Exactly reproduce the lines from the line that has "Locate the red jacket sleeve" down to the last line of the entries, inclusive.
*** Opening Exercise data ***
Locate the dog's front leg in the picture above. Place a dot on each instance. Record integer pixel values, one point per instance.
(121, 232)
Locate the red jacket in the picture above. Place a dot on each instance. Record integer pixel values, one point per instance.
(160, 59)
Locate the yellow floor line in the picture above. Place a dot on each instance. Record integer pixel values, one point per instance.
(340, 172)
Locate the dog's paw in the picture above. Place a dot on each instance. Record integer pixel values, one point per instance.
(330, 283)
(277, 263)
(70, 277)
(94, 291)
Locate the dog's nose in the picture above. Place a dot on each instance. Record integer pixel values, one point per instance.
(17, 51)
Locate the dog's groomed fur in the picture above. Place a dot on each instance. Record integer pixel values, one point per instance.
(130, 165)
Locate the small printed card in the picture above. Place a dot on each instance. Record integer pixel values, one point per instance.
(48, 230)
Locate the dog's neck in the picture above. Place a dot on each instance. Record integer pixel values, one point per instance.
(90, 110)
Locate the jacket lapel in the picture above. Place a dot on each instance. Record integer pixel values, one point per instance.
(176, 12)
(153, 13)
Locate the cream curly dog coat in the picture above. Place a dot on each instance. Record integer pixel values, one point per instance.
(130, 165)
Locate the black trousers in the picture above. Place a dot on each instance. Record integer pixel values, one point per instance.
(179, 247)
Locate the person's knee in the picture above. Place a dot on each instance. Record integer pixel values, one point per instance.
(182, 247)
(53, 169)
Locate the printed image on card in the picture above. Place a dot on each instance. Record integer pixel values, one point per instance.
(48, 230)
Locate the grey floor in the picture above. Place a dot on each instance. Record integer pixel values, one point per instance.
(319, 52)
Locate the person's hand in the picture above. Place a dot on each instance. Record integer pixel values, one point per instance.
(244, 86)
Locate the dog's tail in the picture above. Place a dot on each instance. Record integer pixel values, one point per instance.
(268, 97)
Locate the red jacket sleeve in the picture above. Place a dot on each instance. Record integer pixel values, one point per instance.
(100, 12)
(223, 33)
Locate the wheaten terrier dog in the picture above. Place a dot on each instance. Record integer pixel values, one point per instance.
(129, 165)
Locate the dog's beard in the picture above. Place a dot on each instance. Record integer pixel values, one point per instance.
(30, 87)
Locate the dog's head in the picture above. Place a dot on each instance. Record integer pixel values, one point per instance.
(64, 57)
*** Closing Exercise data ***
Answer box =>
Locate the red jacket sleeve in the picture above. Place a dot on each instance. Record integer pixel values, one point per instance.
(100, 12)
(223, 33)
Locate the wheaten terrier dog in the picture above. Place a dot on each instance. Record integer pixel values, one point per instance.
(129, 165)
Locate the dog's beard in the picture above. Place a dot on each instance. Record integer pixel values, one point per instance.
(30, 87)
Locate the dog's head in the picture above. Place a dot on each instance. Record integer pixel values, one point per instance.
(64, 57)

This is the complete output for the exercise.